Extrait:

──────

Sublime : une, puis deux et trois terrasses entretenues face au Ventoux, des poules, des pigeons nichant dans la falaise, des chèvres et un bouc majestueux !
La porte d’entrée était faite d’un rajout de sacs de toile de jute que nous soulevons après avoir appelé :
« Il y a quelqu’un ? », et obtenu son autorisation.
En face, un peu à droite dans le creux du rocher, un sommier et M. Tauleigne qui ne pouvait pas se lever.
Un poêle, un four à pain, une petite fenêtre sur l’évier, et un trou en plafond permettant l’accès à la grotte supérieure.
Sur la droite et vers la fenêtre, une table et un journal : je l’étale et y pose ma serviette, l’ouvre et prépare ma piqûre avec le plus d’hygiène possible, car, au son de nos voix, un bruit de cavalcade, beaucoup de poussière et plusieurs têtes de chèvres viennent se superposer dans l’ouverture sur notre droite, au départ du tunnel! Curieuses, mais respectueuses des consignes : il n’y a pas de barrière, mais elles n’entrent pas !
Je fais ma piqûre et m’entends dire que je n’aurais pas dû me déplacer : « Je serai descendu lorsque j’aurai pu !». Bon, sans commentaire : merci pour ma peine et le temps passé ! Mais j’étais avertie : « Un bon conseil : avec lui on écoute, on se tait et on fait ce qu’on a à faire ! Inutile de discuter ! ».
Ainsi, je suis monté quelques jours puis j’ai fini la série de piqûres chez Mme R. dès qu’il a pu descendre. Les autres traitements se sont déroulés de la même façon, à part que nous avions fait plus ample connaissance et qu’il ne se gênait pas, parfois, pour me rappeler que je n’arrivais pas toujours à l’heure dite !

──────

Items extraits:
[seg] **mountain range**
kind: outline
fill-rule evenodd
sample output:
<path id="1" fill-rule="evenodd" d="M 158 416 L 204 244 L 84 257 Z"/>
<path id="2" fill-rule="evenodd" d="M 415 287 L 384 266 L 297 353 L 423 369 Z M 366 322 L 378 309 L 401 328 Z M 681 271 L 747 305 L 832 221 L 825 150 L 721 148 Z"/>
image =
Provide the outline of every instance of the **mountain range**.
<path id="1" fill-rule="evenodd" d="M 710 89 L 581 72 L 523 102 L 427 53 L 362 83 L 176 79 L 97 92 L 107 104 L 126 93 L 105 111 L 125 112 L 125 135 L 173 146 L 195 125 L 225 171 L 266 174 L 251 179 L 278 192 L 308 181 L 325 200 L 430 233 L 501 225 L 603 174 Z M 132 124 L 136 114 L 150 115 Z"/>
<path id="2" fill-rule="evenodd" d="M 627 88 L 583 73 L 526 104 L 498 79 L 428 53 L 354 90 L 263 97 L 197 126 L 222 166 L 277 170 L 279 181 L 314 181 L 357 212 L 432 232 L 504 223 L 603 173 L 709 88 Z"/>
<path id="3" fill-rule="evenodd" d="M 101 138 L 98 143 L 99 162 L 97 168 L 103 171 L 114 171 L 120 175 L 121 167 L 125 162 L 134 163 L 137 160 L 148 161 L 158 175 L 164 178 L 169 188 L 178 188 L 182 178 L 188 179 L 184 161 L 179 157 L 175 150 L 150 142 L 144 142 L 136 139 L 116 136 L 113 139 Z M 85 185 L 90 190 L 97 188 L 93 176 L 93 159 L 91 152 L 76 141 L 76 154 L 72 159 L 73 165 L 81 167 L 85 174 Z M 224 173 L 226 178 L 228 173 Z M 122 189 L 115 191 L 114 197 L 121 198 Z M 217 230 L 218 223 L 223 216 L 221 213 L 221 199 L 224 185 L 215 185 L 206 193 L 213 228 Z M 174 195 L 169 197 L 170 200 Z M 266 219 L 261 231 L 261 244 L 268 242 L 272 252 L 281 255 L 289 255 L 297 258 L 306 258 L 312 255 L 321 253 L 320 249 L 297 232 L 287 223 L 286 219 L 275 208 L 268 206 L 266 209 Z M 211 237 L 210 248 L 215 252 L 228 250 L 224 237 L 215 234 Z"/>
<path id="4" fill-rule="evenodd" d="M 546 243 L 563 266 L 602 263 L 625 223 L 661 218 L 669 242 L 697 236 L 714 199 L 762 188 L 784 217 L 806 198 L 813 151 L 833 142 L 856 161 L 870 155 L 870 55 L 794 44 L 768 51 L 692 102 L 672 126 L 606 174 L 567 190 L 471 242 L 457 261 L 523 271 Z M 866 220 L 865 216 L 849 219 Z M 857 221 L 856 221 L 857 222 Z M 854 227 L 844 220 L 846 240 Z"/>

──────

Consigne A: Modifiez le passage de l'extrait allant de « En face, un » à « la grotte supérieure. » en y remplaçant « un sommier » par « un matelas ».
Consigne B: Ces affirmations sont-elles conformes à l'extrait ? (i) La porte d'entrée était faite de sacs de toile de jute. (ii) Les chèvres entrent dans la pièce. (iii) M. Tauleigne pouvait se lever. Répondez par oui ou non et citez à chaque fois les mots décisifs de l'extrait.
Les items n'ont ici aucun rôle.

Corrigé A:
En face, un peu à droite dans le creux du rocher, un matelas et M. Tauleigne qui ne pouvait pas se lever.
Un poêle, un four à pain, une petite fenêtre sur l’évier, et un trou en plafond permettant l’accès à la grotte supérieure.

Corrigé B:
(i) Oui : « La porte d’entrée était faite d’un rajout de sacs de toile de jute ».
(ii) Non : « il n’y a pas de barrière, mais elles n’entrent pas ! ».
(iii) Non : « M. Tauleigne qui ne pouvait pas se lever ».